━━━━━ SUPPLIED MATERIAL ━━━━━

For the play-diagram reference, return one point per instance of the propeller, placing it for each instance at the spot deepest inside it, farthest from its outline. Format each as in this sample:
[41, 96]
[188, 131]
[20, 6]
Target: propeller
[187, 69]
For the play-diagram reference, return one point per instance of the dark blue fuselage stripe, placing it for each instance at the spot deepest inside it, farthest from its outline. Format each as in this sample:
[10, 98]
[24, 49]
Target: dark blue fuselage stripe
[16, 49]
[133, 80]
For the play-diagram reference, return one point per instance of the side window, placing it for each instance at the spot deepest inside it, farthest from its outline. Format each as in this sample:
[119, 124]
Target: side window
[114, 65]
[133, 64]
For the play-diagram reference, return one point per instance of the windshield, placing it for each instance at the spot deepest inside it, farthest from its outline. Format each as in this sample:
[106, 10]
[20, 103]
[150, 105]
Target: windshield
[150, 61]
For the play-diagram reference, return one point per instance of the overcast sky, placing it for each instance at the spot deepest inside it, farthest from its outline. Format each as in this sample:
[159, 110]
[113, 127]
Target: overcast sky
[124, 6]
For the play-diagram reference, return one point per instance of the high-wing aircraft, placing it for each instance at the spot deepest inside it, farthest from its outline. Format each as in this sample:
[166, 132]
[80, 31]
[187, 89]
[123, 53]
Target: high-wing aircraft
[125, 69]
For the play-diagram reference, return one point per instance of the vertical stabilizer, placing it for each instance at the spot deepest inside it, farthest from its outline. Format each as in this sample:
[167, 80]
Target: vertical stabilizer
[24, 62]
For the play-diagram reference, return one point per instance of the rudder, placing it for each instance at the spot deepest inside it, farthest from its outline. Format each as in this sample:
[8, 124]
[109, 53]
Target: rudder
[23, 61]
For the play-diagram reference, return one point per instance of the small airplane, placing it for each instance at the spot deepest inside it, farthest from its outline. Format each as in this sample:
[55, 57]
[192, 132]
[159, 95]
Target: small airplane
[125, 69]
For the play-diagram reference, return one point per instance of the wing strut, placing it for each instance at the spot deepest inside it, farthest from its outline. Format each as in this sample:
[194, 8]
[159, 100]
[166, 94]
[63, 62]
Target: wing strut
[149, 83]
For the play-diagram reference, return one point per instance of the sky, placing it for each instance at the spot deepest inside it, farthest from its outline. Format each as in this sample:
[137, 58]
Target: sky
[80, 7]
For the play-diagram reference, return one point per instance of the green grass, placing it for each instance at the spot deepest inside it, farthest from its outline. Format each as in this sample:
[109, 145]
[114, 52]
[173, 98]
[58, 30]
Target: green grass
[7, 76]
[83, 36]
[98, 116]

━━━━━

PROBLEM STATEMENT.
Copy every line of the material above verbatim, keeping each line in its original order.

THE OUTPUT.
For the play-diagram reference, return one point per instance of the propeller, placing it for each instance at the spot deepest inside it, farthest from its outline. Format each as in this sample:
[41, 96]
[188, 131]
[20, 6]
Target: propeller
[187, 69]
For the play-diagram reference, return one point per instance of the dark blue fuselage stripe, placing it for each instance at the spot deepest inside it, farthest from its outline. Format each as in this sample:
[10, 98]
[24, 49]
Target: dark blue fuselage stripe
[16, 49]
[133, 80]
For the play-diagram reference, return one point per instance of the side window, placing it for each instance at the spot deepest inside it, farthest from its outline. Format each as in this sample:
[119, 124]
Target: side window
[114, 65]
[133, 64]
For the play-diagram reference, return one point per instance of the windshield, placing it for each instance at the spot deepest inside it, farthest from its outline. Format each as in this sample:
[106, 10]
[20, 103]
[150, 105]
Target: windshield
[150, 61]
For the play-diagram reference, return one point per instance of the overcast sky, placing it for each instance at the spot deepest inside it, farthest from its outline. Format each as in this sample:
[159, 110]
[113, 127]
Target: overcast sky
[124, 6]
For the play-diagram reference, return one point per instance of the high-wing aircraft, placing it for each instance at the spot deepest inside it, farthest from its outline. Format each as in this sample:
[166, 132]
[80, 31]
[187, 89]
[123, 53]
Target: high-wing aircraft
[125, 69]
For the play-diagram reference, return one point per instance of the vertical stabilizer, placing it for each instance at the spot deepest inside it, farthest from its outline. Format each as in this sample:
[167, 80]
Target: vertical stabilizer
[24, 62]
For the play-diagram reference, return one point per instance of the rudder, placing it for each instance at the spot deepest inside it, farthest from its outline. Format each as in this sample:
[8, 124]
[109, 53]
Target: rudder
[23, 61]
For the play-diagram reference, return one point per instance of the small airplane, placing it for each instance at the spot deepest inside it, farthest from its outline. Format each as in this sample:
[55, 57]
[192, 132]
[159, 95]
Target: small airplane
[125, 69]
For the play-diagram reference, return one point per instance of the wing strut, placing it for each instance at the spot deepest inside it, farthest from its outline. Format each as in this sample:
[194, 8]
[159, 100]
[166, 94]
[63, 62]
Target: wing strut
[149, 83]
For the play-diagram reference, return one point per instance of the sky, placing it for each instance at the spot deepest inside it, farthest from its outline. Format each as in this sample:
[137, 58]
Target: sky
[80, 7]
For the play-diagram reference, return one point per instance of the green grass, placing it for each instance at the spot deepest inside it, farthest from its outline. Format each as in this sample:
[109, 145]
[114, 52]
[173, 98]
[58, 30]
Target: green grass
[7, 76]
[83, 36]
[98, 116]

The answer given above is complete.